- Task to complete
Below are some records; reproduce every one of them exactly.

- Data rows
# # # #

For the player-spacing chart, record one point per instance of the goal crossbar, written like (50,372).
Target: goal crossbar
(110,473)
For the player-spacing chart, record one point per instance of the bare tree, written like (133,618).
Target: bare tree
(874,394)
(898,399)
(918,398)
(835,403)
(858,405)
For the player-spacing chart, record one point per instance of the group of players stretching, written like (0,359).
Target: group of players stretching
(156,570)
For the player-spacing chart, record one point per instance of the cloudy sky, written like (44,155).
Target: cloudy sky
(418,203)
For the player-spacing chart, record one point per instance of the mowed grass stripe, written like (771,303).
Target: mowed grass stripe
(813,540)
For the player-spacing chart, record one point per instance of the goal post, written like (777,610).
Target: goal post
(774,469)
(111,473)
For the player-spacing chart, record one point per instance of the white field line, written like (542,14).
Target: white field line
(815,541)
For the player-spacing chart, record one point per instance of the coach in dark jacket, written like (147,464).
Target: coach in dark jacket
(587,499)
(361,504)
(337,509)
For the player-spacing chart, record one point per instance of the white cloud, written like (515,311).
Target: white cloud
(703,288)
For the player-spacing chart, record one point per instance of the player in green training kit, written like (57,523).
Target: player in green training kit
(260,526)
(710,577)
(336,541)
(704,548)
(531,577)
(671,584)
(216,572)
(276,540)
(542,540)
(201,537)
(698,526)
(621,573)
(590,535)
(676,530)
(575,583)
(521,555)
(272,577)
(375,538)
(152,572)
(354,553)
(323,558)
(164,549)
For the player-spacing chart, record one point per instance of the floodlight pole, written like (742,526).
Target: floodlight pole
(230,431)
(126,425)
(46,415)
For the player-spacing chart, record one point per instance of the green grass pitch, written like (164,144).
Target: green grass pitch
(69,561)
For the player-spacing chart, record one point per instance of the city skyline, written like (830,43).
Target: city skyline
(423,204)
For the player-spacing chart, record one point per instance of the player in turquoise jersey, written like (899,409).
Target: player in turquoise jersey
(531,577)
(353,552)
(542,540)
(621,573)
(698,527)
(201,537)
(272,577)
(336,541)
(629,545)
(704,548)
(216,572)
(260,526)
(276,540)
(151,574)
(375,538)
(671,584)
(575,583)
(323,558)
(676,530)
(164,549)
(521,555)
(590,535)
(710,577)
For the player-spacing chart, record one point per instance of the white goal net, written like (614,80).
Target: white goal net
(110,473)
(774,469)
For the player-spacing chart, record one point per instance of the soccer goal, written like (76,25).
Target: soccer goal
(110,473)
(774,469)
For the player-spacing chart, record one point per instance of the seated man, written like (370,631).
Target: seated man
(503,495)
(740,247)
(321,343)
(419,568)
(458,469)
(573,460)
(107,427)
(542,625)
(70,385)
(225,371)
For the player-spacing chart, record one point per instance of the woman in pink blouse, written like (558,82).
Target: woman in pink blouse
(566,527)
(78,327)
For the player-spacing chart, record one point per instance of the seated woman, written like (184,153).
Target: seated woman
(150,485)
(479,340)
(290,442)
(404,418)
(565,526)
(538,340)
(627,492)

# # # #

- Complete output
For the player-spacing chart, record one point per instance of the goal crossbar, written like (50,372).
Target: goal crossbar
(110,473)
For the player-spacing chart, record one point per instance of the bare tree, written like (133,618).
Target: bare tree
(874,394)
(898,399)
(918,398)
(835,403)
(858,405)
For the player-spacing chart, record one point per instance of the group of players stretching, written like (0,359).
Target: group of players stretching
(156,570)
For the player-spacing chart, record one point per instance of the cloudy sky, written like (44,155).
Target: cloudy sky
(418,203)
For the player-spacing chart, record one point per instance of the mowed grass stripe, written like (771,303).
Target: mowed grass stripe
(813,540)
For the player-spacing chart, record one point per instance of the goal post, written like (777,610).
Target: goal post
(774,469)
(111,473)
For the player-spacing chart, record one point per instance of the white field line, written like (542,14).
Target: white field line
(815,541)
For the player-spacing chart, record one point per instance of the coach in dark jacket, written like (147,464).
Target: coach in dark jacket
(587,499)
(361,504)
(337,509)
For the player-spacing chart, record one point per instance of the white cloud, written like (515,311).
Target: white cloud
(703,288)
For the player-spacing chart, record one point per instance of the player in green training kit, written like (57,523).
Target: player in green training kit
(260,526)
(710,577)
(336,541)
(704,548)
(531,577)
(671,584)
(216,572)
(276,540)
(542,540)
(201,537)
(698,526)
(621,573)
(590,535)
(676,530)
(575,583)
(521,555)
(272,577)
(375,538)
(152,572)
(354,553)
(323,558)
(164,549)
For the player-spacing chart, record one point per instance of the floodlight pole, written like (742,526).
Target: floodlight pole
(230,431)
(126,425)
(46,415)
For the player-spacing chart, record one point per instance of the green grass pitch, written like (164,144).
Target: green grass pitch
(69,561)
For the player-spacing chart, record one point per instance of the city skyline, written like (830,43).
Target: city skyline
(423,204)
For the player-spacing chart, record one point per instance of the player in turquoise jersey, written like (899,409).
Target: player in turquoise jersey
(531,577)
(353,552)
(542,540)
(621,573)
(698,527)
(201,537)
(272,577)
(336,541)
(629,545)
(704,548)
(216,572)
(260,526)
(276,540)
(151,574)
(375,538)
(671,584)
(575,583)
(323,558)
(676,530)
(164,549)
(521,555)
(590,535)
(710,577)
For the player-spacing chart, record one point per instance of the white goal net, written like (614,80).
Target: white goal net
(110,473)
(774,469)
For the player-spacing chart, record one point per instance of the soccer goal, written like (76,25).
Target: soccer goal
(110,473)
(774,469)
For the player-spacing chart, record one point per instance of the seated man, written like (370,631).
Target: seated man
(503,495)
(740,247)
(321,343)
(419,568)
(458,469)
(573,460)
(107,427)
(542,625)
(70,385)
(225,371)
For the player-spacing chart, record one point per instance of the woman in pink blouse, written like (558,82).
Target: woman in pink blouse
(566,527)
(78,327)
For the player-spacing chart, record one point per instance of the seated woman, written like (184,153).
Target: seated woman
(150,485)
(479,340)
(290,442)
(404,418)
(565,526)
(538,340)
(627,492)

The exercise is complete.